| Metin Alıntısı |
● ● ● ● ●

Gotik öykü denilince akla gelen ilk isimlerden biri olan Edgar Allan Poe, Gammaz Yürek adlı öyküsünde ana karakterin, ak gözünden rahatsız olduğu yaşlı bir adamı öldürüşünü konu alıyor. Öykü boyunca tekrarlanan kelimeler, atmosferin düzenli olarak artan yoğunluğu ve sürekli kendini onaylama ihtiyacı duyan monologlarlarıyla yazar okuyucuyu karakterin çarpık, yamuk bakıştı duygu dünyasına çekiyor.

● ● ● ● ●

| Kaynak Veri |
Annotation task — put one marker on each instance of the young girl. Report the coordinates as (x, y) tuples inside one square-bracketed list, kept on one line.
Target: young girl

● ● ● ● ●

| Görev Gereksinimleri |
Metin alıntısında "Gotik öykü denilince" sözcüklerinin geçtiği yerden başlayıp "duygu dünyasına çekiyor." sözcüklerinden sonra biten bölümü hiçbir değişiklik yapmadan döndürün. Bu veri başka bir kaynaktan alınmıştır.

| Görev Çıktısı |
Gotik öykü denilince akla gelen ilk isimlerden biri olan Edgar Allan Poe, Gammaz Yürek adlı öyküsünde ana karakterin, ak gözünden rahatsız olduğu yaşlı bir adamı öldürüşünü konu alıyor. Öykü boyunca tekrarlanan kelimeler, atmosferin düzenli olarak artan yoğunluğu ve sürekli kendini onaylama ihtiyacı duyan monologlarlarıyla yazar okuyucuyu karakterin çarpık, yamuk bakıştı duygu dünyasına çekiyor.